→ Problem statement
Below are records to return verbatim; the pictures are to be dropped.

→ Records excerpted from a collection
|---|

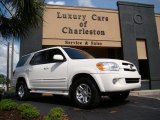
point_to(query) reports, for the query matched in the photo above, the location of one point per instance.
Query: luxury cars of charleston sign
(84, 27)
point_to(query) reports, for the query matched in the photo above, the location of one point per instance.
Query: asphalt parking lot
(134, 108)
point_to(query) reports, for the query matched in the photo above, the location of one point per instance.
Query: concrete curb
(145, 92)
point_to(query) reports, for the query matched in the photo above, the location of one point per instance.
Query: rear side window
(45, 57)
(22, 61)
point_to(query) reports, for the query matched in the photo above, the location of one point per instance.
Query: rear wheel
(119, 96)
(85, 94)
(22, 90)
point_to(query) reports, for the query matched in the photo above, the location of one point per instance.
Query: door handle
(46, 68)
(28, 70)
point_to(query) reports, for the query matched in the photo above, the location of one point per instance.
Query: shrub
(8, 104)
(28, 111)
(55, 114)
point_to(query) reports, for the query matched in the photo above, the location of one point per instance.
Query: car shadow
(67, 102)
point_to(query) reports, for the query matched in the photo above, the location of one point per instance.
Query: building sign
(80, 26)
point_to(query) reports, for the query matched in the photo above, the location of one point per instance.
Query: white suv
(73, 72)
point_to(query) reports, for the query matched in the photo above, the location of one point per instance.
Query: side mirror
(58, 58)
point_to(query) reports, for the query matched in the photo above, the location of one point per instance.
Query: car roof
(59, 47)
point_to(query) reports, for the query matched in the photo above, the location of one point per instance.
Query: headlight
(107, 66)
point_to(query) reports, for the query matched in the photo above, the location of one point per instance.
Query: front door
(45, 73)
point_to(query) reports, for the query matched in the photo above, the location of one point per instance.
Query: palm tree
(18, 16)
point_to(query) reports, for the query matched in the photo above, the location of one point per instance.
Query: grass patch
(55, 114)
(28, 111)
(8, 104)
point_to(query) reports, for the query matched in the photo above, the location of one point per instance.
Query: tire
(22, 91)
(119, 96)
(85, 94)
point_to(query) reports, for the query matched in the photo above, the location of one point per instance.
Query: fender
(89, 71)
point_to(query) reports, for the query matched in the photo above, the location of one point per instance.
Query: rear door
(45, 73)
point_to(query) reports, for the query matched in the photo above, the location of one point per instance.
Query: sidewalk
(147, 93)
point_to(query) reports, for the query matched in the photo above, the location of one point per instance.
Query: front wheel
(22, 90)
(119, 96)
(85, 94)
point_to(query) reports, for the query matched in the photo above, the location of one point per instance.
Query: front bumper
(120, 81)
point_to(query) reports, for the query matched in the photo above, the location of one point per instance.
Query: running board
(50, 92)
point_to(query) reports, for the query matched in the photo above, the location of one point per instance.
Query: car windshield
(77, 54)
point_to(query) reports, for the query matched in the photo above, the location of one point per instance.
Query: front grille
(132, 80)
(128, 67)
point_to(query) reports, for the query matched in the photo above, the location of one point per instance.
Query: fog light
(115, 80)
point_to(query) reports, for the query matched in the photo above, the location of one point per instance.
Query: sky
(108, 4)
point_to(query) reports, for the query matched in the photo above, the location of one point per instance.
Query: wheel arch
(21, 79)
(80, 75)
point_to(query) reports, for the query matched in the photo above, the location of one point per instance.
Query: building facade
(131, 33)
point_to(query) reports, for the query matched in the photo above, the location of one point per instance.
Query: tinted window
(77, 54)
(22, 61)
(45, 57)
(39, 58)
(51, 53)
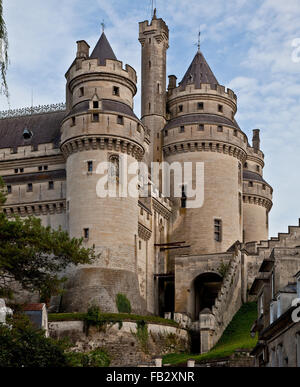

|---|

→ Answer to this exercise
point_to(query) reports, for the query matched in the photo above, the location of one point per instance.
Query: luxury cars of charleston sign
(84, 27)
point_to(query) reports, for the query matched in the photo above, the location of one point per instance.
Query: asphalt parking lot
(134, 108)
point_to(query) reports, for the query matched in the photo above, the location of one point per instance.
Query: concrete curb
(145, 92)
point_to(query) reports, for the query matched in the photo above, the location of one point per instance.
Query: rear side window
(45, 57)
(22, 61)
point_to(query) reports, for the query matched in the photo above, the location of one point per instance.
Query: rear wheel
(119, 96)
(85, 94)
(22, 90)
point_to(query) reports, for the query matched in the photo above, the location of one point per instance.
Query: door handle
(46, 68)
(28, 70)
point_to(query) reports, for the query matched in the photo above, the location of one point per instance.
Query: shrub
(8, 104)
(28, 111)
(55, 114)
point_to(query) reports, for the query matched in the photo above, the location of one point per instance.
Query: car shadow
(67, 102)
point_to(query) reports, for the query matched in the photo above, the location of one point per instance.
Query: building sign
(80, 26)
point_to(query) reports, for the query matched in the photo above, the location of one point per instance.
Query: white suv
(73, 72)
point_to(query) reports, for the query matched in the photo above, the location of one point per instance.
Query: side mirror
(58, 58)
point_to(query) reports, for the query matched in the photo above, the location of one point per instance.
Query: car roof
(59, 47)
point_to(query) reports, for the query matched in the photo above, the location of one point per instance.
Query: headlight
(107, 66)
point_to(query) reports, for the query matched in the photo above, the location of one point per instance.
Query: front door
(45, 73)
point_to(query) reports, for the query matched in the photo above, the location of one point per instance.
Query: palm tree
(18, 16)
point_to(query) reports, for the query matched in the photo above, the location of one point per instance.
Query: grass patch
(55, 114)
(28, 111)
(8, 104)
point_to(query) reports, for the query matched in the photo above, the location of one point per instance.
Query: tire
(22, 91)
(119, 96)
(85, 94)
point_to(query) reports, for the query matched in the photo above, the location of one point per instance.
Query: fender
(89, 71)
point_to(query) reports, for the query matched in the photo above, the location of one point per instance.
Query: rear door
(45, 73)
point_to(query) reports, for the query matched in the photo above, the location of one point per instance.
Query: sidewalk
(147, 93)
point_to(query) reports, for the query matched in the photo above, the location of one point per instance.
Query: front wheel
(22, 90)
(119, 96)
(85, 94)
point_to(query) reports, for the query matched in the photo above, the location of one point per instance.
Query: front bumper
(120, 81)
point_to(query) reports, for the query matched in the photo above, the location of one point per instance.
Query: running board
(50, 92)
point_to(query) reports, for the query matched in the photo above, the location of one point per instance.
Query: car windshield
(77, 54)
point_to(query) reports, for the query matched in the photo above, the location of one point per instance.
Query: front grille
(132, 80)
(128, 67)
point_to(query) reports, for the query matched in the photo above, the location of one point per instance.
Query: fog light
(115, 80)
point_to(query) reports, for the query matched in the photo above, the location of one point per instance.
Query: sky
(108, 4)
point_to(query) reports, for the query matched in the photo above, the location of one point per instance.
Query: wheel arch
(21, 79)
(80, 75)
point_to(query) reports, for the query matched in the photo above, the location of one point per instance.
Query: building facade
(131, 33)
point_to(query) reports, for the query matched in the photo above, the location of one point per instance.
Query: tinted window
(77, 54)
(22, 61)
(45, 57)
(39, 58)
(51, 53)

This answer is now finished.